With my limited experience of attending the BPS annual meeting, I made certain observations of how biophysicists do things. Please feel free to let me know if my observations are inaccurate!
How to attend talks/poster sessions like a biophysicist?
Run! Just run across the halls, rooms and the ballrooms to make the most of the meeting while going through the schedule to see where to run next!
How to eat like a Biophysicist?
Spend time browsing through all the available food choices (for this meeting: at the Reading terminal market/Chinatown) and then quickly pack your lunch and run to the next talk. Alternatively you can find a nice place to sit and eat while going through the schedule book to figure out what events to attend.
How to walk like a Biophysicist?
Look cool while trying to juggle carrying your backpack, the BPS tote, assorted free stuff and a poster. And don’t forget your badge!
How to dance like a Biophysicist?
Get funky on the dance floor.

Collected data:
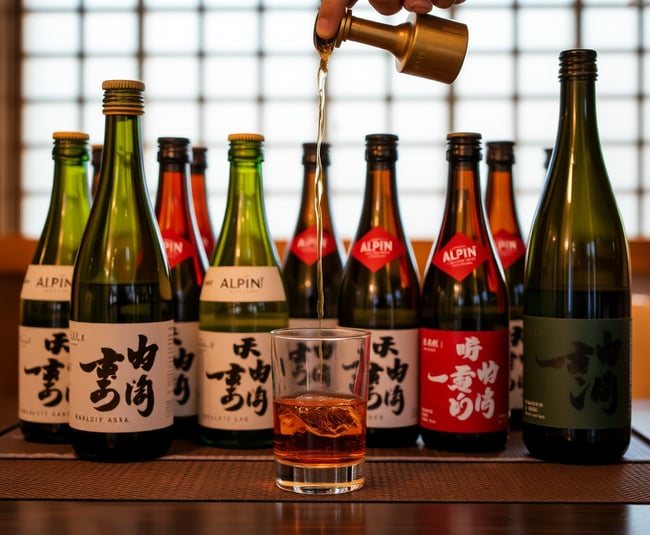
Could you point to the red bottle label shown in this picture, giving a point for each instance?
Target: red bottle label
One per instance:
(460, 256)
(377, 248)
(305, 245)
(464, 380)
(176, 247)
(510, 247)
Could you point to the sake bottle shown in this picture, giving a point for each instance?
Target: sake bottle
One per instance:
(302, 261)
(243, 298)
(464, 336)
(380, 292)
(506, 232)
(200, 198)
(187, 264)
(577, 292)
(121, 327)
(43, 350)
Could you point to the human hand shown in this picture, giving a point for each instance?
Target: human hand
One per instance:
(331, 12)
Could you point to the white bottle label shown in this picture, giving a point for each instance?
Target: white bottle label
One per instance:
(121, 376)
(47, 283)
(393, 398)
(43, 357)
(235, 381)
(232, 284)
(186, 356)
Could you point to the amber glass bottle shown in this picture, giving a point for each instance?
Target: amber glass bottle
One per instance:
(200, 199)
(464, 345)
(380, 292)
(502, 217)
(301, 259)
(187, 265)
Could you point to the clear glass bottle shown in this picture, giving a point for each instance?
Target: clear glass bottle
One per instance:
(45, 297)
(121, 326)
(187, 264)
(464, 336)
(380, 292)
(242, 300)
(577, 299)
(501, 210)
(301, 259)
(200, 198)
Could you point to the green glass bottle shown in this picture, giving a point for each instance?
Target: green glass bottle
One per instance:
(187, 264)
(43, 348)
(243, 298)
(380, 292)
(301, 260)
(464, 336)
(121, 327)
(577, 301)
(501, 211)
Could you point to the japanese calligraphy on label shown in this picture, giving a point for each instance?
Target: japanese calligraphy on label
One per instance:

### Problem description:
Continue the humorous piece about doing things like a biophysicist at the BPS annual meeting, starting after its final line.

### Exercise result:
The last time that I was at the BPS Annual Meeting, I was an undergraduate and I was not present for all of the sessions. That being said, I still knew the first thing I wanted to do when I got to grad school was go back. One session I did not get to go to last time was the reception and dance. This year I was able to go and get down and boogie. That was my kind of party and if you see me walking a little stiff today just know that it’s because my calves are sore from last night. What could have made the night even better? How about a band composed entirely of Biophysical Society Members!
Working on SNARE? Now you’re a drum player!
Enjoy Single Molecule FRET? Lead guitarist!
Do you probe the intricacies of life using SAXS? Now you lead the horn section!
Advancing science with Photo-acoustics? Now you’re our singer!
After getting up at 6:30 for the past couple of days to make (amazing) morning lectures and staying late into the night for just as great night workshops, it was definitely fun to have a drink, dance to a great band, and lead a conga line or two. Hope you all enjoyed the party as much as I, and if my goal was to sweat out all my calories consumed in Philadelphia then I am sure I succeeded.
Well, here we are, we’ve made it to the final day of the conference! And for me, that means the day of reckoning has arrived… I give my presentation today!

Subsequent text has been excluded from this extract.